-- DOCUMENT PASSAGE start --

# Angelfish in a 29 gallon aquarium?



## Freddy (Nov 17, 2009)

I'm still thinking of possible fish for my aquarium, and my LFS has a bunch of silver dollar sized angelfish, so I looked online, and everywhere I read, it said that the minimum tank for angelfish was 15 gallons or 20 gallons. Most said 15 gallons minimum for a breeding pair. So I was wondering if, once my tank has cycled, if I could go to my LFS, buy about 6 angelfish, wait for a couple to pair off, and give away the other angelfish and just have the breeding pair and some dither fish in my tank, if that would work? 29 gallon tanks are higher than others, so shouldn't that be okay for a couple of angelfish?


----------



## Angel079 (Feb 14, 2007)

Not to offend, but I'm highly questioning which online sources you use for fish profiles?

A single pair of Angels is got to be housed in a MIN of 55g, apart from the behavior, their adult size will be 10-12" they got to be able to move around in the tank, swim some, have room to be active.


----------



## Freddy (Nov 17, 2009)

I googled 'angelfish tank size' and checked every website on the first two pages. That included a couple of forums and one scam site - which I avoided. Most places seem to say they grow to be about 5-6 inches, max. One site said 12 inches, but that's about how big discus get, right? I thought angelfish were smaller.

I also checked AQAdvisor.com, and it said I could have 3 angelfish and some little dither fish too, but I think I would only need 2.


----------



## rsn48 (Nov 26, 2009)

Its my understanding they grow to 6 inches as well. I think your tank could handle 6 but I don't think it would be visually appealing and not a lot of room for the fish to swim; why not consider four. If I recall, the 29 gallon tank is a "tall' tank.

-- DOCUMENT PASSAGE end --
-- INFORMATION PROVIDED start --

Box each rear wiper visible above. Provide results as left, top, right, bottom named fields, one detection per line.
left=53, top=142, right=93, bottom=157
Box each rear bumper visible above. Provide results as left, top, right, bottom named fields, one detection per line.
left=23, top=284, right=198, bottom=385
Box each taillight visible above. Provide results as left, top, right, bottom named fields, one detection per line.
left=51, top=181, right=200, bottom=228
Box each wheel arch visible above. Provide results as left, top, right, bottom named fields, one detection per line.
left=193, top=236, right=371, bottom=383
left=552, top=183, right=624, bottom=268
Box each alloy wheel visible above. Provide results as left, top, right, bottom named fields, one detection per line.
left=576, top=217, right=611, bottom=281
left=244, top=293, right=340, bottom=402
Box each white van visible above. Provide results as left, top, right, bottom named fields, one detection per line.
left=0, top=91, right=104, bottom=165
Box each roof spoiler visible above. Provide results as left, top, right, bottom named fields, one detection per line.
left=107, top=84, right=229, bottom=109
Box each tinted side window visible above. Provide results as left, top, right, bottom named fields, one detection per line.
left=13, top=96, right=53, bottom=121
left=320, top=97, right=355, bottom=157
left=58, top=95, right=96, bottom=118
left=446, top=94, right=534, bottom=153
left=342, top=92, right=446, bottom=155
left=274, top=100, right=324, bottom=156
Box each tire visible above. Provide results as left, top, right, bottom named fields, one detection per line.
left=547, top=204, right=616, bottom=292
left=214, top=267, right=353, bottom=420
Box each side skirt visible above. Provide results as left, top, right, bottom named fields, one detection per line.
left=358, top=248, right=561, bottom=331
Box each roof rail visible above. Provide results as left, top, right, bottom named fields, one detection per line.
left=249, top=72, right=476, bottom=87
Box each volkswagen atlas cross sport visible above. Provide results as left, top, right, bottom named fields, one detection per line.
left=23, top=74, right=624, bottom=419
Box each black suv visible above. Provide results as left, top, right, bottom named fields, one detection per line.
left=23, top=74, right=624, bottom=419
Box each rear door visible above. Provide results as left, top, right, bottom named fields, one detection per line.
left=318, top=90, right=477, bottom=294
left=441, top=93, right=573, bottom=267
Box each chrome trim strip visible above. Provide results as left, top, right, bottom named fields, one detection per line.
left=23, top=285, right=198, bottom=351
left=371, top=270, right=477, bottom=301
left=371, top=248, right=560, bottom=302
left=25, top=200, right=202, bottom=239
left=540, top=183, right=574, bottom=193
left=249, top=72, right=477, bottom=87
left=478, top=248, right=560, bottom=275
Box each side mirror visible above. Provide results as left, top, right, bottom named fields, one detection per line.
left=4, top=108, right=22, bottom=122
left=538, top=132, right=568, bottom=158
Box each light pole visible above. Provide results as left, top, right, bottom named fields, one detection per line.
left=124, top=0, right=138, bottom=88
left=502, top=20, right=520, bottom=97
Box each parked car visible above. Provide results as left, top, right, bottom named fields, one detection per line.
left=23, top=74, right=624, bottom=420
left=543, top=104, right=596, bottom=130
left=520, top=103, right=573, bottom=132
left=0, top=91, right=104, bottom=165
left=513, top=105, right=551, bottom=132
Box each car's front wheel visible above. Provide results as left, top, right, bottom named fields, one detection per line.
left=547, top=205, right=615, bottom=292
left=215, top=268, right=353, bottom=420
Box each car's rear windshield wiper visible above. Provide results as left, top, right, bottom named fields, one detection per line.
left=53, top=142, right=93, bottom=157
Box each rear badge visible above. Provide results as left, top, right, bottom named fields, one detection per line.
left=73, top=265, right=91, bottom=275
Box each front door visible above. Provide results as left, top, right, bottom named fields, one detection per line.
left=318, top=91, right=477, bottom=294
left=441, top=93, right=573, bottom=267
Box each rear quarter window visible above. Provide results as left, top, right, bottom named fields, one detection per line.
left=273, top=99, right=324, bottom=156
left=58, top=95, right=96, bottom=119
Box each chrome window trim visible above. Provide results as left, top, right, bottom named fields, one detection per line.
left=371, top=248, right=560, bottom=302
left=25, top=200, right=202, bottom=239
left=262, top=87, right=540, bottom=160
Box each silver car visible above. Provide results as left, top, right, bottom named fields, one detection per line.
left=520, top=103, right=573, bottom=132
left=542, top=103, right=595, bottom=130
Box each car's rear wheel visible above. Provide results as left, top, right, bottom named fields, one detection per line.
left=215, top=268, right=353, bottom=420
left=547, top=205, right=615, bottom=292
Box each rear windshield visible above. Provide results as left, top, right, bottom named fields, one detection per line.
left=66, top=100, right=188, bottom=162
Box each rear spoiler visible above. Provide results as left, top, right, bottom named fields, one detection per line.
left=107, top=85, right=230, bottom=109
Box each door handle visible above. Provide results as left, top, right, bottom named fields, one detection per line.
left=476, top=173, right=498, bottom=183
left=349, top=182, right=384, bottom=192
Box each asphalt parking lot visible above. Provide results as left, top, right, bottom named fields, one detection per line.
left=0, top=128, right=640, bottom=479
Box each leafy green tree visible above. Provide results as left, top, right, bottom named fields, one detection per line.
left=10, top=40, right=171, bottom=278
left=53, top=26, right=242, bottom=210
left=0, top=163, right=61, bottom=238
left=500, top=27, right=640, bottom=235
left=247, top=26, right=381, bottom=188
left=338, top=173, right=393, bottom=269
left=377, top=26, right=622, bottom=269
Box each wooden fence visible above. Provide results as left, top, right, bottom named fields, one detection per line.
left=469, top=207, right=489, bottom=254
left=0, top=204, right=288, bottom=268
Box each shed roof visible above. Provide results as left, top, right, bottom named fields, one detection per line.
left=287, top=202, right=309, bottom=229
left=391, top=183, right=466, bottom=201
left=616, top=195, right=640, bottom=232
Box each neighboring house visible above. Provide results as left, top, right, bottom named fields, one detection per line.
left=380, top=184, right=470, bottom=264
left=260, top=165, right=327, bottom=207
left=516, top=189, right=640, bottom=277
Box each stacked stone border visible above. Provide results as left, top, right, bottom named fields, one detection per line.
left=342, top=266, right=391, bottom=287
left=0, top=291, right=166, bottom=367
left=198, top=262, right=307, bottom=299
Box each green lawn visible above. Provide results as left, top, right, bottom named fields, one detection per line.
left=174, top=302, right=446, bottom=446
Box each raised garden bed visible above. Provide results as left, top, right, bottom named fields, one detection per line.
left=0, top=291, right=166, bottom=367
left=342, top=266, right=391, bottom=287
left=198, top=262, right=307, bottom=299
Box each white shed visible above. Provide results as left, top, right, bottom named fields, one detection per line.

-- INFORMATION PROVIDED end --

WHAT YOU NEED TO DO:
a - Reproduce the stretch of the angelfish tank thread from "I also checked" through "(Nov 26, 2009)".
b - Answer these questions about the angelfish tank thread:
(i) What minimum tank size does Angel079 give for a single pair of angels?
(ii) Which website told Freddy he could keep 3 angelfish along with some small dither fish?
(iii) How many angelfish does rsn48 suggest Freddy consider?
c - Extend the angelfish tank thread past its final post.
Nothing in the material is required here.

ANSWER SET:
a -
I also checked AQAdvisor.com, and it said I could have 3 angelfish and some little dither fish too, but I think I would only need 2.


----------



## rsn48 (Nov 26, 2009)

b -
(i) 55 gallons
(ii) AQAdvisor.com
(iii) Four

c -
----------



## mrdemin (Oct 4, 2009)

I mostly see 10-15g per angelfish as well. I currently have 3 in my 29g, 2 dollar size and one a little bigger. I do plan to upgrade (nothing major, to the 40s perhaps) but an upgrade is an upgrade. I'm sure breeders and angelfish fanatics know a bit more than us overly protective owners.
BTW 6" is from mouth to tip of tail, about 10-12 inches from top to bottom fin.


----------



## Freddy (Nov 17, 2009)

What I meant was, I was thinking of getting about 6 juveniles, waiting for a couple to pair off, then removing the ones that didn't pair off. I was thinking of only keeping one pair, since two pairs would be cramped when one or both were breeding.


----------



## mrdemin (Oct 4, 2009)

I personally wouldn't add any if the stocking list in your sig is accurate


----------



## Freddy (Nov 17, 2009)

Haven't added those fish yet, those were just the best choice initially when I wasn't considering Angels. I won't add any fish for at least another week, probably more, to let my tank finish cycling and balance out.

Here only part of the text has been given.